- _EXERCISE OBJECTIVE_
Copy the Iris dataset walkthrough from "Unsupervised Machine Learning" to "the output dataset.", swapping "Procedure" for "Job" wherever it appears.

- _PASSAGE_
The classic Iris Flower Dataset isn't very big but it's well-known and easy to reason about so it's a good example dataset to use for machine learning examples.

We can import it directly from a remote URL:


In [2]:
mldb.put('/v1/procedures/import_iris', {
    "type": "import.text",
    "params": {
        "dataFileUrl": "http://public.mldb.ai/iris.data",
        "headers": [ "sepal length", "sepal width", "petal length", "petal width", "class" ],
        "outputDataset": "iris",
        "runOnCreation": True
    }
})


Out[2]:
PUT http://localhost/v1/procedures/import_iris
201 Created
{
  "status": {
    "firstRun": {
      "runStarted": "2016-03-22T16:20:12.7195733Z", 
      "status": {
        "numLineErrors": 0
      }, 
      "runFinished": "2016-03-22T16:20:13.0135105Z", 
      "id": "2016-03-22T16:20:12.719491Z-5bc7042b732cb41f", 
      "state": "finished"
    }
  }, 
  "config": {
    "params": {
      "headers": [
        "sepal length", 
        "sepal width", 
        "petal length", 
        "petal width", 
        "class"
      ], 
      "outputDataset": "iris", 
      "runOnCreation": true, 
      "dataFileUrl": "https://archive.ics.uci.edu/ml/machine-learning-databases/iris/iris.data"
    }, 
    "type": "import.text", 
    "id": "import_iris"
  }, 
  "state": "ok", 
  "type": "import.text", 
  "id": "import_iris"
}

A quick look at the data

We can use the Query API to get the data into a Pandas DataFrame to take a quick look at it.


In [3]:
df = mldb.query("select * from iris")
df.head()


Out[3]:
sepal length sepal width petal length petal width class
_rowName
97 5.7 2.9 4.2 1.3 Iris-versicolor
11 5.4 3.7 1.5 0.2 Iris-setosa
112 6.4 2.7 5.3 1.9 Iris-virginica
134 6.3 2.8 5.1 1.5 Iris-virginica
142 6.9 3.1 5.1 2.3 Iris-virginica

In [4]:
%matplotlib inline
import seaborn as sns, pandas as pd

sns.pairplot(df, hue="class", size=2.5)


Out[4]:
<seaborn.axisgrid.PairGrid at 0x7f23b54d3410>

Unsupervised Machine Learning with a kmeans.train Procedure

We will create and run a Procedure of type kmeans.train. This will train an unsupervised K-Means model and use it to assign each row in the input to a cluster, in the output dataset.


In [5]:
mldb.put('/v1/procedures/iris_train_kmeans', {
    'type' : 'kmeans.train',
    'params' : {
        'trainingData' : 'select * EXCLUDING(class) from iris',
        'outputDataset' : 'iris_clusters',
        'numClusters' : 3,
        'metric': 'euclidean',
        "runOnCreation": True
    }
})


Out[5]:
PUT http://localhost/v1/procedures/iris_train_kmeans
201 Created
{
  "status": {
    "firstRun": {
      "runStarted": "2016-03-22T16:20:18.0258212Z", 
      "runFinished": "2016-03-22T16:20:18.030994Z", 
      "id": "2016-03-22T16:20:18.025736Z-5bc7042b732cb41f", 
      "state": "finished"

- _SUPPLIED DATA_
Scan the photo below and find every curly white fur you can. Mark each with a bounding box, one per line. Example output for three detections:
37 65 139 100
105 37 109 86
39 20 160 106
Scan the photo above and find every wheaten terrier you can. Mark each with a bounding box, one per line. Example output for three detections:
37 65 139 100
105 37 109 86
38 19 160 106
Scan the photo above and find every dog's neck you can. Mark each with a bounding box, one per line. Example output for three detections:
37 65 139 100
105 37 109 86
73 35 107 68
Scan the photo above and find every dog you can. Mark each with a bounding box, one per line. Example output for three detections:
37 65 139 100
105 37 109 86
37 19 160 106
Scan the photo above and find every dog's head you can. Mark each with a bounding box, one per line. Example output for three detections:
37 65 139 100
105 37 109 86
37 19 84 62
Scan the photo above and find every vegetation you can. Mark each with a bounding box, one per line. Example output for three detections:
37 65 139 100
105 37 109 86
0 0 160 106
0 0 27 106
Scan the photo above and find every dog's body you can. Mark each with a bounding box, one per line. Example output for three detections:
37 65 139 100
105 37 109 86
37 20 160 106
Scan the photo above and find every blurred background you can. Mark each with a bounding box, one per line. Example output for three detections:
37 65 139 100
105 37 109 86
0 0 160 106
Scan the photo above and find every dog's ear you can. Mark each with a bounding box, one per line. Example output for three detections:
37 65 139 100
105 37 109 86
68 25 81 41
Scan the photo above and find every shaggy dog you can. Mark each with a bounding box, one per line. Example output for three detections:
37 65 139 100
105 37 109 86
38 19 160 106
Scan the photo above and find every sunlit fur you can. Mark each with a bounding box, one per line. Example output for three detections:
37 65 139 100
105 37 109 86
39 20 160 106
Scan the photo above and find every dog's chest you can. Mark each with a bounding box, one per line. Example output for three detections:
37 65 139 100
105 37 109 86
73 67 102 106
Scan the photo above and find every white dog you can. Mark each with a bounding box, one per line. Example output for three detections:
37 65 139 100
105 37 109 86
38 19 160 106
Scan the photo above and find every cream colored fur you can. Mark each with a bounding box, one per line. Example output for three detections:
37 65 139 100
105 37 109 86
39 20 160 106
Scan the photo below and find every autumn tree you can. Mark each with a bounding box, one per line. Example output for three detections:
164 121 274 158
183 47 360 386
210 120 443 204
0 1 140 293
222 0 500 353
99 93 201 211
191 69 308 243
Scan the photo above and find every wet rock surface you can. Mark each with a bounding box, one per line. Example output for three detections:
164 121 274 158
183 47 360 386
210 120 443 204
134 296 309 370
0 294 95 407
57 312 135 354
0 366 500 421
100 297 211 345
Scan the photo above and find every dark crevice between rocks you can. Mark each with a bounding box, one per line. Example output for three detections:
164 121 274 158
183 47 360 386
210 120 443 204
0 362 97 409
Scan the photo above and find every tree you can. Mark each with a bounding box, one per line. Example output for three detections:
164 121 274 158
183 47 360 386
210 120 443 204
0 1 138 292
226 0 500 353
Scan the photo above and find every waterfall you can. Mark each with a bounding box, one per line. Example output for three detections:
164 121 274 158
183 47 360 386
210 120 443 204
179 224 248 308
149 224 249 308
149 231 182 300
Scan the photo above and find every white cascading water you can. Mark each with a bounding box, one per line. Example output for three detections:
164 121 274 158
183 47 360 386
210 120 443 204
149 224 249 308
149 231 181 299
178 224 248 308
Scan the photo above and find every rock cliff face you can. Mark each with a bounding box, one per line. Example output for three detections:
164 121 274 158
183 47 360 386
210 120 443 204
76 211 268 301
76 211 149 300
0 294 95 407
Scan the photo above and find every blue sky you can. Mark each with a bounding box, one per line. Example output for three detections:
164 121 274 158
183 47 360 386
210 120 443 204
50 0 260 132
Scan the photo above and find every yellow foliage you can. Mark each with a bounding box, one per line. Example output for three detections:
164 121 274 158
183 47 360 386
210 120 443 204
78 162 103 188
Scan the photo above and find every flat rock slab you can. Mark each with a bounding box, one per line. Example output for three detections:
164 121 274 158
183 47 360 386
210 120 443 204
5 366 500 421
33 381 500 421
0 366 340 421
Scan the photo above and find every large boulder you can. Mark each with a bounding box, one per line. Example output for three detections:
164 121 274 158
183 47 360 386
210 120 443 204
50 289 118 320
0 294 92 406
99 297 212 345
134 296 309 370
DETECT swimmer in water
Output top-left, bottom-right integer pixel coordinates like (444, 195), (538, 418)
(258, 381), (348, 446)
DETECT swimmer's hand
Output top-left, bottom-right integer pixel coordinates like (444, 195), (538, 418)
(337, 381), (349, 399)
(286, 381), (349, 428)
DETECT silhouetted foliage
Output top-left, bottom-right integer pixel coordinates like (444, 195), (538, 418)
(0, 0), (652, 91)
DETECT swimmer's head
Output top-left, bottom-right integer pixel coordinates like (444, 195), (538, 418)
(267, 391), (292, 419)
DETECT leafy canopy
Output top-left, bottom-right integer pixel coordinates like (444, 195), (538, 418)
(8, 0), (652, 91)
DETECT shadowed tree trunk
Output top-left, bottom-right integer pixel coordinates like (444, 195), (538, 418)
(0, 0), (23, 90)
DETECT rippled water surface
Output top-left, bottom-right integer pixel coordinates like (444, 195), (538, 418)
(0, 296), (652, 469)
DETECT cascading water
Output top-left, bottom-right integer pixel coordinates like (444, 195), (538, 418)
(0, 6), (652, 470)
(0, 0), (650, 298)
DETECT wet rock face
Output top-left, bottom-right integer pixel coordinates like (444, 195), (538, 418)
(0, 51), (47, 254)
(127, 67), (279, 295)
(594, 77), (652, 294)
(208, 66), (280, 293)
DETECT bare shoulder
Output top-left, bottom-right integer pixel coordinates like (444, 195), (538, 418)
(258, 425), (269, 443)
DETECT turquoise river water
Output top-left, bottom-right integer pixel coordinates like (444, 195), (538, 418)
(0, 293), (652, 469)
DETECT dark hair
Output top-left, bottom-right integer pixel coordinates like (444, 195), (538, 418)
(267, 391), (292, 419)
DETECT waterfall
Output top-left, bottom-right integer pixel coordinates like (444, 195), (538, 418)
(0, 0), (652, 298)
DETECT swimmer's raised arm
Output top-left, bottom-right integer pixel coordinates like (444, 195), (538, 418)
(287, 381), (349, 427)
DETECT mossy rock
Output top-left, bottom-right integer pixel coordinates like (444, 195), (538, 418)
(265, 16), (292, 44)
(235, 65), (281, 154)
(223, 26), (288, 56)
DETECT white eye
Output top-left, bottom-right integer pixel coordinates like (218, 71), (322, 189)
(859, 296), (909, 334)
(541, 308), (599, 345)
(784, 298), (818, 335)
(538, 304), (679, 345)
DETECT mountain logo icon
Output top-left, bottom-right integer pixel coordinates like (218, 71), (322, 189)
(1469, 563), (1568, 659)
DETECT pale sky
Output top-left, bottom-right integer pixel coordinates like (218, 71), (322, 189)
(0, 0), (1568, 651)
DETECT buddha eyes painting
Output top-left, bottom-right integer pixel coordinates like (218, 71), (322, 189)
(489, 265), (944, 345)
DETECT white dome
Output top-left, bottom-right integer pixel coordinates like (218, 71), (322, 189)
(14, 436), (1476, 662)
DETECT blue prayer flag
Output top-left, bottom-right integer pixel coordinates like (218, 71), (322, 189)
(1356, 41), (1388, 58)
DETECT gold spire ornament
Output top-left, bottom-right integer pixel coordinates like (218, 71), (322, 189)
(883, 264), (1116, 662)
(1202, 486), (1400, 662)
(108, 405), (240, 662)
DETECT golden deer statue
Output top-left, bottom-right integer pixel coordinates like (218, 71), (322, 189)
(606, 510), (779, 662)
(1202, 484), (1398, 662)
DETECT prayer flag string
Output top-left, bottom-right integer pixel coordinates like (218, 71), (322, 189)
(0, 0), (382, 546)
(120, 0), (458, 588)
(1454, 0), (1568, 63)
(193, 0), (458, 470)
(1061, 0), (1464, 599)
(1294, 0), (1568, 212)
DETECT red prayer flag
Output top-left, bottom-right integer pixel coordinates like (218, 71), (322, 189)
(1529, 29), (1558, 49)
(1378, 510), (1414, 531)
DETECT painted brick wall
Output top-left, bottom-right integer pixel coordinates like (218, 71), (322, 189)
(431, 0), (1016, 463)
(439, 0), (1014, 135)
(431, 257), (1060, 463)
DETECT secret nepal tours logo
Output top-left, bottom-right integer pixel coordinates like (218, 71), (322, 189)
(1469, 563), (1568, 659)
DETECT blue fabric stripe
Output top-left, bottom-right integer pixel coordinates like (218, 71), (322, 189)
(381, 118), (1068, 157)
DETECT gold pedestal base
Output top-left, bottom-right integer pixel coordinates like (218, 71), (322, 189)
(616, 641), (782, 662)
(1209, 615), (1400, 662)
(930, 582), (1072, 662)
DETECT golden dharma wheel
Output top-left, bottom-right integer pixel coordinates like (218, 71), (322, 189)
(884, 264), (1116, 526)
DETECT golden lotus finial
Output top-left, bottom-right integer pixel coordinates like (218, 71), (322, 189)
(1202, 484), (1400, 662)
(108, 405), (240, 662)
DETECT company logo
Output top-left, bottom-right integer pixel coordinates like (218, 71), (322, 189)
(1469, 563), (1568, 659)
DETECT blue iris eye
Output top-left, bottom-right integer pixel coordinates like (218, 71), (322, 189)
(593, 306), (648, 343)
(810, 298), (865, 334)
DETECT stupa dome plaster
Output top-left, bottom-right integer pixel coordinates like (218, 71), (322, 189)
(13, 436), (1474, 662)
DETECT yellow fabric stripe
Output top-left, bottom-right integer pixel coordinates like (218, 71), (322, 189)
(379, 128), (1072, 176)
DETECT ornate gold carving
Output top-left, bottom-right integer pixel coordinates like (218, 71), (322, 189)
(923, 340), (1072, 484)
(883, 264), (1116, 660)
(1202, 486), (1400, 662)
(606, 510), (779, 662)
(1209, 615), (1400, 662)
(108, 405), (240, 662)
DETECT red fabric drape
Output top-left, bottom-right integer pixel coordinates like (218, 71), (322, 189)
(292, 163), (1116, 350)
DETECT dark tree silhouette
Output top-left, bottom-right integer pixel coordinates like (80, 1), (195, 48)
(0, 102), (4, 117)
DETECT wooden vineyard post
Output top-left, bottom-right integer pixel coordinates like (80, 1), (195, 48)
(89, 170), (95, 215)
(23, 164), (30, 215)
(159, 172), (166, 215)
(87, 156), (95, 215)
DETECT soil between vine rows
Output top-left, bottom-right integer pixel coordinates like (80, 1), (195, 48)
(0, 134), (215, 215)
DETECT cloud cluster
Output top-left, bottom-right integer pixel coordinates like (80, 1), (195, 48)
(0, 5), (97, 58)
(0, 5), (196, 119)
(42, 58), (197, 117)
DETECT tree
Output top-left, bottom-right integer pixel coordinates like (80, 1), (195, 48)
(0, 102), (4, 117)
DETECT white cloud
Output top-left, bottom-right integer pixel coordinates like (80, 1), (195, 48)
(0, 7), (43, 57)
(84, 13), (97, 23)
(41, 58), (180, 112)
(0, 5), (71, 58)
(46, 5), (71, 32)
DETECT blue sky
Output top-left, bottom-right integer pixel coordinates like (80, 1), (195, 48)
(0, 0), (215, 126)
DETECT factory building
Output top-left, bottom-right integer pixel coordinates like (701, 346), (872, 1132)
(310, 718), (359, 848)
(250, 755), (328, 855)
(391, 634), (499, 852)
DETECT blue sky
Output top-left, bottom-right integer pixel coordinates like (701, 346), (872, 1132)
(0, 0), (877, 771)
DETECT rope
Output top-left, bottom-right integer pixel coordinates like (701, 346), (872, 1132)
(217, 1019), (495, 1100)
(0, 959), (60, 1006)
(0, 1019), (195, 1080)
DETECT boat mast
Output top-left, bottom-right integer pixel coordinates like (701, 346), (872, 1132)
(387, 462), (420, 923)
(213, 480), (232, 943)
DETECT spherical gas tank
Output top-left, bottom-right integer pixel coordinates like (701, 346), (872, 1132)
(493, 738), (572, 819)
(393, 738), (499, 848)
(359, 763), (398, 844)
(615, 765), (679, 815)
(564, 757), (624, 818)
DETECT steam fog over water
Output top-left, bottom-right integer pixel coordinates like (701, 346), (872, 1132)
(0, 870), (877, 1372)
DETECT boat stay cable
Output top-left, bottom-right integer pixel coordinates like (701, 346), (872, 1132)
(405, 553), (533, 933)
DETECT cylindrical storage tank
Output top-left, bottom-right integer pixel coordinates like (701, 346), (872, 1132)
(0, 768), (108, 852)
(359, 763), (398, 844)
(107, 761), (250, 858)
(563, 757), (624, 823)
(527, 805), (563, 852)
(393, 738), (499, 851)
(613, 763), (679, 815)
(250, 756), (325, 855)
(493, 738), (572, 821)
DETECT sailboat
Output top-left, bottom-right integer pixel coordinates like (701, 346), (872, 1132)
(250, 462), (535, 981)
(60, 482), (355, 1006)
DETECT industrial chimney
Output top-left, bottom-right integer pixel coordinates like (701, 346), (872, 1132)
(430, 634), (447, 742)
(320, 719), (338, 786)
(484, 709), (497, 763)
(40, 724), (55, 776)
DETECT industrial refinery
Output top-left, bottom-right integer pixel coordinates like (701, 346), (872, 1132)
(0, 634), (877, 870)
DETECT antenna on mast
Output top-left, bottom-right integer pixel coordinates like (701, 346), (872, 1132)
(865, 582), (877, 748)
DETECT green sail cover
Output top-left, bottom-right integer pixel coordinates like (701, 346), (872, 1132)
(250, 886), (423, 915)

- _REPLY_
Unsupervised Machine Learning with a kmeans.train Job

We will create and run a Job of type kmeans.train. This will train an unsupervised K-Means model and use it to assign each row in the input to a cluster, in the output dataset.